> DIRECTIVE: Format the entries below as a JSON list of strings, with each line as its own string and blank lines left out.

> PROVIDED ENTRIES:
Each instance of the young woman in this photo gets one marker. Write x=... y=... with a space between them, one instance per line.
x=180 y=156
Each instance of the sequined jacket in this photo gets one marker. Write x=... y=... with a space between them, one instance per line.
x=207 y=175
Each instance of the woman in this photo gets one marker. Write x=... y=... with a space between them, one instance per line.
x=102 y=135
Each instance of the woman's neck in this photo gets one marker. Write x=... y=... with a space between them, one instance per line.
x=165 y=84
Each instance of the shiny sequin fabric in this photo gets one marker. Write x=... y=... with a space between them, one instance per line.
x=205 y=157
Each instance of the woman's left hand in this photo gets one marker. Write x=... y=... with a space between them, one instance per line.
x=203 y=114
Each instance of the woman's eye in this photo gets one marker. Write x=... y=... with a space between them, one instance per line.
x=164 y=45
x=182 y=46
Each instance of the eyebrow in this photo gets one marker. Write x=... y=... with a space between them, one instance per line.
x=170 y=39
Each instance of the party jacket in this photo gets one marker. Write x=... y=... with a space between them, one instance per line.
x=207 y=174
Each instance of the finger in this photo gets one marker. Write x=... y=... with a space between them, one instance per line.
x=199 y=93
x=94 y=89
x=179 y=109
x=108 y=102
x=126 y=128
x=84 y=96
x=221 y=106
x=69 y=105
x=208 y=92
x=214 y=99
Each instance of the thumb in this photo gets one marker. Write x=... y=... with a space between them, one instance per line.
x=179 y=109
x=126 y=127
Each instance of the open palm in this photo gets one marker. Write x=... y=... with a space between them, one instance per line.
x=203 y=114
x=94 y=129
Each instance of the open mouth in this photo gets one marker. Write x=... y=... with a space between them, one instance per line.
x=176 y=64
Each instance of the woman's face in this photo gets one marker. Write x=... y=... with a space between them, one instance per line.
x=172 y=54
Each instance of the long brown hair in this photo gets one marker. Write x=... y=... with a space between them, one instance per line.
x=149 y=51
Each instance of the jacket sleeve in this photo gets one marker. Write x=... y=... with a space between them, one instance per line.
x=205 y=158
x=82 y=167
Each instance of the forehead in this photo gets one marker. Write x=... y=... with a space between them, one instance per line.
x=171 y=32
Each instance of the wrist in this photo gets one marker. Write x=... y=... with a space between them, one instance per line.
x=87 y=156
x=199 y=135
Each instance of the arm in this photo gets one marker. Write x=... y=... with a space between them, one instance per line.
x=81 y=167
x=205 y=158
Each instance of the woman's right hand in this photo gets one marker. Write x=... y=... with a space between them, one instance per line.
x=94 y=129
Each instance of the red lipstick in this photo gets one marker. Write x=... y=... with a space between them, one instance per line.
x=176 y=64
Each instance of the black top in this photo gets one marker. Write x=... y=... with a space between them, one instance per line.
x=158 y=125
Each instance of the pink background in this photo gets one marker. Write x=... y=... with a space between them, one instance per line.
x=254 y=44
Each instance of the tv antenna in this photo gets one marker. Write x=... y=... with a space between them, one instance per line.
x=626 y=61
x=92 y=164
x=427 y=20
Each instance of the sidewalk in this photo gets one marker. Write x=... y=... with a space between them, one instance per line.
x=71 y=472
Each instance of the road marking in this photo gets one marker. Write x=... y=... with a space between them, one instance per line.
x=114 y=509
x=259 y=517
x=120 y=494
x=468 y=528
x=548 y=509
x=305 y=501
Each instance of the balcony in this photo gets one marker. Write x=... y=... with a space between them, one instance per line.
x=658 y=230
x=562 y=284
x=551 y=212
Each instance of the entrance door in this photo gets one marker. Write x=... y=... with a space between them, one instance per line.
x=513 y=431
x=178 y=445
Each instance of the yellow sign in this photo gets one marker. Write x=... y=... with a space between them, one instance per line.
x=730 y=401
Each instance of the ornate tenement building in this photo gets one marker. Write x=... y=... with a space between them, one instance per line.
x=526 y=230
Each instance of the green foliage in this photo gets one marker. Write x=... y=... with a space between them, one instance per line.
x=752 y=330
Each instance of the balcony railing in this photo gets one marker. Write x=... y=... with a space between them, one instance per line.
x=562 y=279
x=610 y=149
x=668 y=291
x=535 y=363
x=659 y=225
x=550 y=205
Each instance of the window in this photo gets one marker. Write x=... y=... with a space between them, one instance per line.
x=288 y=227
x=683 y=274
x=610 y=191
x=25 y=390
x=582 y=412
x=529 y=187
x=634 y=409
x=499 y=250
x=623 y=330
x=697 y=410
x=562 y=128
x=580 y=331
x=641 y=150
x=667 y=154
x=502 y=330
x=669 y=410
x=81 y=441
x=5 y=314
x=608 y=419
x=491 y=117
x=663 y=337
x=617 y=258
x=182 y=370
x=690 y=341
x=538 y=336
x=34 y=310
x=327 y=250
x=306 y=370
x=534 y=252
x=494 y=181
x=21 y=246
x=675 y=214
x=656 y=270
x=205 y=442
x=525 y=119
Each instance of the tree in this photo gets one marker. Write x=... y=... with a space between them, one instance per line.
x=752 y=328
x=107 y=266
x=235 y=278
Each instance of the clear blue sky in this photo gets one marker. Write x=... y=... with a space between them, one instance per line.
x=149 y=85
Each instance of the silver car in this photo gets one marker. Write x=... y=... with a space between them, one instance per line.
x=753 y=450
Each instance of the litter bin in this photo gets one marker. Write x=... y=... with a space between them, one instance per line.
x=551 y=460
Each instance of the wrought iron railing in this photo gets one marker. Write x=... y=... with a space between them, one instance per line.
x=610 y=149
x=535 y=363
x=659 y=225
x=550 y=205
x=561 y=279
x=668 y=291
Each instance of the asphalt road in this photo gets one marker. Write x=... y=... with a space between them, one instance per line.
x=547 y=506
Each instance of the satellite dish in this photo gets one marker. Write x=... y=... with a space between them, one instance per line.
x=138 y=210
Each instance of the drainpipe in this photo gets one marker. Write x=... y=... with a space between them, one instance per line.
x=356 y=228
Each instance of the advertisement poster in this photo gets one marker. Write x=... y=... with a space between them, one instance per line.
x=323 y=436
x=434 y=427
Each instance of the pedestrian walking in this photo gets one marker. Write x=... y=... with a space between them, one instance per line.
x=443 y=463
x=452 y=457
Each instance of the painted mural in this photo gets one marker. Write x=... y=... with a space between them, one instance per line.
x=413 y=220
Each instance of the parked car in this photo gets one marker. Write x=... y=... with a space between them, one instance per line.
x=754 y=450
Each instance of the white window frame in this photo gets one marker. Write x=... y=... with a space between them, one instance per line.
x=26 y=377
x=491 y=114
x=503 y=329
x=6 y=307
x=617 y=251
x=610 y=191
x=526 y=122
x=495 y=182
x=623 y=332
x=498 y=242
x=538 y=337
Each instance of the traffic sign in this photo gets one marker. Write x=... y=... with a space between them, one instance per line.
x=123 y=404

> SOLUTION FOR THIS EXERCISE:
[
  "Each instance of the young woman in this photo gets one marker. Write x=... y=... with a space between them, one instance per line.",
  "x=180 y=156",
  "Each instance of the sequined jacket in this photo gets one marker. Write x=... y=... with a space between them, one instance per line.",
  "x=207 y=175",
  "Each instance of the woman in this photo gets one marker. Write x=... y=... with a space between them, one instance per line.",
  "x=102 y=135",
  "Each instance of the woman's neck in this photo gets one marker. Write x=... y=... with a space between them, one instance per line.",
  "x=165 y=84",
  "Each instance of the shiny sequin fabric in this photo gets one marker. Write x=... y=... with a space between them, one instance per line.",
  "x=205 y=157",
  "Each instance of the woman's left hand in this photo gets one marker. Write x=... y=... with a space between them, one instance per line.",
  "x=203 y=114",
  "Each instance of the woman's eye in this photo gets one marker. Write x=... y=... with a space between them, one instance per line.",
  "x=164 y=45",
  "x=182 y=46",
  "Each instance of the eyebrow in this photo gets one marker. Write x=... y=... with a space between them, one instance per line.",
  "x=170 y=39",
  "Each instance of the party jacket in this photo gets one marker. Write x=... y=... with a space between them, one instance per line.",
  "x=207 y=174",
  "Each instance of the finger in this photo gets one marker. Write x=... y=... with a space between them, one instance per line.",
  "x=199 y=93",
  "x=94 y=89",
  "x=179 y=109",
  "x=108 y=102",
  "x=126 y=128",
  "x=84 y=96",
  "x=221 y=106",
  "x=69 y=105",
  "x=208 y=92",
  "x=214 y=99",
  "Each instance of the thumb in this photo gets one marker. Write x=... y=... with a space between them, one instance per line.",
  "x=179 y=109",
  "x=126 y=127",
  "Each instance of the open palm in this photo gets one marker. Write x=... y=... with a space between them, one instance per line.",
  "x=203 y=114",
  "x=94 y=129",
  "Each instance of the open mouth in this photo gets one marker. Write x=... y=... with a space between them, one instance per line.",
  "x=176 y=64",
  "Each instance of the woman's face in this photo gets one marker. Write x=... y=... with a space between them, one instance per line.",
  "x=172 y=54",
  "Each instance of the long brown hair in this photo gets one marker. Write x=... y=... with a space between them, one instance per line.",
  "x=149 y=51",
  "Each instance of the jacket sleeve in this photo gets one marker. Write x=... y=... with a space between them, one instance per line.",
  "x=205 y=158",
  "x=82 y=167",
  "Each instance of the forehead in this photo gets one marker. Write x=... y=... with a space between them, one instance per line.",
  "x=171 y=32",
  "Each instance of the wrist in this photo gets one marker. Write x=... y=... with a space between them, one instance per line.",
  "x=87 y=156",
  "x=199 y=135",
  "Each instance of the arm in this photo gets one marker. Write x=... y=... with a space between them, one instance per line.",
  "x=81 y=167",
  "x=205 y=158",
  "Each instance of the woman's right hand in this photo gets one marker. Write x=... y=... with a space between them, one instance per line.",
  "x=94 y=129",
  "Each instance of the red lipstick in this photo gets one marker. Write x=... y=... with a space between them, one instance per line.",
  "x=176 y=64",
  "Each instance of the black top in this photo gets one marker. Write x=... y=... with a space between them, one instance per line.",
  "x=158 y=125",
  "Each instance of the pink background in this photo gets one marker. Write x=... y=... with a space between them, one instance per line.",
  "x=254 y=44",
  "Each instance of the tv antenna in this photo gets one marker. Write x=... y=... with a space between them, one instance per line.",
  "x=626 y=61",
  "x=92 y=164",
  "x=427 y=20",
  "Each instance of the sidewalk in this photo gets one marker. Write x=... y=... with a space between them, one instance per line.",
  "x=71 y=472",
  "Each instance of the road marking in this photo gets one marker. Write x=... y=... with a space between them, one instance per line.",
  "x=114 y=509",
  "x=259 y=517",
  "x=120 y=494",
  "x=468 y=528",
  "x=548 y=509",
  "x=305 y=501",
  "Each instance of the balcony in this photo gets one marker. Write x=... y=... with a space between them, one instance per line.",
  "x=658 y=230",
  "x=562 y=284",
  "x=551 y=212",
  "Each instance of the entrance door in this photo gets one marker. Write x=... y=... with a space between them, one instance per line.",
  "x=513 y=431",
  "x=178 y=445",
  "Each instance of the yellow sign in this photo gets one marker. Write x=... y=... with a space between them, one instance per line.",
  "x=730 y=401",
  "Each instance of the ornate tenement building in this photo gets one marker. Write x=... y=... with a space between them, one instance per line.",
  "x=526 y=230",
  "Each instance of the green foliage in this photo gets one marker. Write x=... y=... with a space between them, one instance per line.",
  "x=752 y=330",
  "Each instance of the balcony railing in this photo gets one marker. Write x=... y=... with a space between them, one instance per line.",
  "x=562 y=279",
  "x=610 y=149",
  "x=668 y=291",
  "x=535 y=363",
  "x=659 y=225",
  "x=550 y=205",
  "Each instance of the window in this photo gets one marker. Write x=... y=... with a space between them, one instance per line.",
  "x=288 y=227",
  "x=683 y=274",
  "x=610 y=191",
  "x=25 y=390",
  "x=582 y=412",
  "x=529 y=187",
  "x=634 y=409",
  "x=499 y=250",
  "x=623 y=330",
  "x=697 y=410",
  "x=562 y=128",
  "x=580 y=331",
  "x=641 y=150",
  "x=667 y=154",
  "x=502 y=330",
  "x=669 y=410",
  "x=81 y=441",
  "x=5 y=314",
  "x=608 y=419",
  "x=491 y=117",
  "x=663 y=337",
  "x=617 y=258",
  "x=182 y=370",
  "x=690 y=341",
  "x=538 y=336",
  "x=34 y=310",
  "x=327 y=250",
  "x=306 y=370",
  "x=534 y=252",
  "x=494 y=181",
  "x=21 y=246",
  "x=675 y=214",
  "x=656 y=270",
  "x=205 y=442",
  "x=525 y=119",
  "Each instance of the tree in this photo gets one marker. Write x=... y=... with a space between them, one instance per line.",
  "x=752 y=328",
  "x=107 y=266",
  "x=235 y=278",
  "Each instance of the clear blue sky in this photo gets one marker. Write x=... y=... with a space between them, one instance per line.",
  "x=149 y=85",
  "Each instance of the silver car in this photo gets one marker. Write x=... y=... with a space between them, one instance per line.",
  "x=753 y=450",
  "Each instance of the litter bin in this photo gets one marker. Write x=... y=... with a space between them, one instance per line.",
  "x=551 y=460",
  "Each instance of the wrought iron railing in this photo gets one marker. Write x=... y=... with a space between them, one instance per line.",
  "x=610 y=149",
  "x=535 y=363",
  "x=659 y=225",
  "x=550 y=205",
  "x=561 y=279",
  "x=668 y=291",
  "Each instance of the asphalt road in this photo gets one marker. Write x=... y=... with a space between them, one instance per line.",
  "x=547 y=506",
  "Each instance of the satellite dish in this photo gets one marker. Write x=... y=... with a space between them, one instance per line.",
  "x=138 y=210",
  "Each instance of the drainpipe in this photo gets one marker. Write x=... y=... with a space between them, one instance per line.",
  "x=356 y=228",
  "Each instance of the advertisement poster in this photo gets one marker. Write x=... y=... with a space between them, one instance per line.",
  "x=323 y=436",
  "x=434 y=427",
  "Each instance of the pedestrian walking in this photo gets one marker. Write x=... y=... with a space between them, one instance per line.",
  "x=443 y=463",
  "x=452 y=457",
  "Each instance of the painted mural in this photo gets one marker. Write x=... y=... with a space between them, one instance per line.",
  "x=413 y=220",
  "Each instance of the parked car in this photo gets one marker. Write x=... y=... with a space between them, one instance per line.",
  "x=754 y=450",
  "Each instance of the white window frame in this photo gets one marker. Write x=... y=... with a space between them, one instance per line.",
  "x=26 y=377",
  "x=491 y=114",
  "x=503 y=329",
  "x=6 y=307",
  "x=617 y=251",
  "x=610 y=191",
  "x=526 y=122",
  "x=495 y=182",
  "x=623 y=332",
  "x=498 y=242",
  "x=538 y=337",
  "Each instance of the traffic sign in this photo gets one marker. Write x=... y=... with a space between them, one instance per line.",
  "x=123 y=404"
]